◆ **Dataset rows**:
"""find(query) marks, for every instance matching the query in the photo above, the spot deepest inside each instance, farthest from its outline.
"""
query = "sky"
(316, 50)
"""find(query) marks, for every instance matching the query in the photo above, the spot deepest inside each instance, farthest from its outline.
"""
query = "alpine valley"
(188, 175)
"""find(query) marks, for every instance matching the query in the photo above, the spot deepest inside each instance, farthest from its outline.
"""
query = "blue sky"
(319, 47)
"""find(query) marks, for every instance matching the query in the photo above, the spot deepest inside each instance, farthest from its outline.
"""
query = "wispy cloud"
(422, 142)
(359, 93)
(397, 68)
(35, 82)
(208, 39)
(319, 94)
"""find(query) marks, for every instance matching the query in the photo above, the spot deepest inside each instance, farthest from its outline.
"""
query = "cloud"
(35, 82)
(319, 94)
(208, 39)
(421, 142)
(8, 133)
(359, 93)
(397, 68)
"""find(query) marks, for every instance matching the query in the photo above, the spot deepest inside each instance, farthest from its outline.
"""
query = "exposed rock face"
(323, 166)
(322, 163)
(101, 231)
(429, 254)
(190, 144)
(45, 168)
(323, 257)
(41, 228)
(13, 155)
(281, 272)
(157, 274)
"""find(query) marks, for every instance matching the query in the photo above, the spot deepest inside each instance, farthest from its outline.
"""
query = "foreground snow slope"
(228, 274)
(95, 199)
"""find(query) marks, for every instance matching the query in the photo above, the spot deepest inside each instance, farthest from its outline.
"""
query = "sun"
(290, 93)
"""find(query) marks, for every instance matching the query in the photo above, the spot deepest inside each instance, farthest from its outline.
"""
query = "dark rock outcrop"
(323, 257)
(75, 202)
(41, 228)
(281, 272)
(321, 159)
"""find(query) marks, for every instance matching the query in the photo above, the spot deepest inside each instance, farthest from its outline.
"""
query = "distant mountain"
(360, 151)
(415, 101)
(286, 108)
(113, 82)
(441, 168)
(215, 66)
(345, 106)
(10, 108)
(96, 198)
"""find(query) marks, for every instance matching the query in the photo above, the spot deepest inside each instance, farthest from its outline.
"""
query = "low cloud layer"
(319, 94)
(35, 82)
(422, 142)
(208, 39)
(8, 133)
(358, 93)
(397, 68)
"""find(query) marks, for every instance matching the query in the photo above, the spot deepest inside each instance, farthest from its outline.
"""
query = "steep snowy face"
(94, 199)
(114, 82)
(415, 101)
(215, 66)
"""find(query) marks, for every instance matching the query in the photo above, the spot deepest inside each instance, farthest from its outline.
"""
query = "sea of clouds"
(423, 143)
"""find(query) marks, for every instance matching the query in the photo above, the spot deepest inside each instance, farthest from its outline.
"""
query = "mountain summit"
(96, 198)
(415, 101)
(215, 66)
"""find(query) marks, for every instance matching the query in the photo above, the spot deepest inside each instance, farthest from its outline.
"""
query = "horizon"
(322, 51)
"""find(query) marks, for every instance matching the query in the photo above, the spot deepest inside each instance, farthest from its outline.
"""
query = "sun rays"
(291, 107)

◆ **REQUIREMENTS**: Repeat the records exactly, including every line.

◆ **THE SOLUTION**:
"""find(query) marks, for every instance matching the query in the photo above, the spot deepest inside each instance, farthest from its outline.
"""
query = "sky"
(316, 50)
"""find(query) marks, for every instance matching the query in the photo above, the spot deepest inside each instance, farthest from its outline.
"""
query = "alpine valley"
(188, 175)
"""find(query) marks, for every instance matching the query in the photo above, the spot deepest inside each instance, farthest from its outline.
"""
query = "blue sky"
(319, 47)
"""find(query) marks, for every instance matching the query in the photo above, the spot deepest inside each instance, farthest from its outline.
"""
query = "wispy cloud"
(422, 142)
(359, 93)
(397, 68)
(35, 82)
(208, 39)
(319, 94)
"""find(query) marks, for every instance matching the query in the photo above, the spot deepest inside each instance, farthest from its outline.
"""
query = "cloud"
(35, 82)
(319, 94)
(208, 39)
(421, 142)
(8, 133)
(359, 93)
(397, 68)
"""find(query) marks, for every instance matching the query in the photo above, the spot deepest inside each instance, farthest from its outline.
"""
query = "exposed rock face"
(323, 166)
(322, 163)
(101, 231)
(429, 254)
(190, 144)
(45, 168)
(323, 257)
(41, 228)
(13, 155)
(281, 272)
(157, 274)
"""find(query) marks, for every instance matching the query in the photo above, the spot deepest inside each instance, farthest from its outline.
"""
query = "foreground snow slope"
(228, 274)
(95, 199)
"""find(query) marks, for every instance matching the query in the photo above, the spot deepest inside each instance, farthest from its outline.
"""
query = "sun"
(290, 93)
"""find(query) marks, for every instance matching the query in the photo above, the spot deepest inside each instance, farthest from its outline.
"""
query = "dark rock outcrop"
(323, 257)
(75, 202)
(41, 228)
(281, 272)
(321, 159)
"""find(query) marks, for every instance matching the query in the photo above, the spot deepest inside each instance, farthest from its outline.
"""
query = "distant mountain"
(360, 151)
(415, 101)
(286, 108)
(113, 82)
(441, 168)
(215, 66)
(345, 106)
(10, 108)
(96, 198)
"""find(query) marks, for every instance matching the query in the photo above, the spot deepest inside each instance, farthest from its outline.
"""
query = "low cloud layer"
(319, 94)
(35, 82)
(422, 142)
(208, 39)
(8, 133)
(358, 93)
(397, 68)
"""find(query) marks, for every instance matching the query in the photo above, the spot deepest inside each instance, farthest from its outline.
"""
query = "steep snowy face"
(94, 199)
(114, 82)
(415, 101)
(215, 66)
"""find(query) marks, for every instance matching the query in the photo above, the spot deepest inside each instance, farthest from its outline.
"""
query = "sea of clouds"
(423, 143)
"""find(query) marks, for every instance matching the query in the photo above, the spot deepest inside each instance, farthest from its outline.
"""
query = "mountain summit"
(96, 198)
(415, 101)
(215, 66)
"""find(query) marks, for every instance matching the query in the photo above, the spot deepest inside each instance, farthest from its outline.
"""
query = "horizon"
(322, 51)
"""find(query) marks, for every instance matching the query in the photo above, the spot deepest inside each instance, farthest from its outline.
"""
query = "sun rays"
(291, 107)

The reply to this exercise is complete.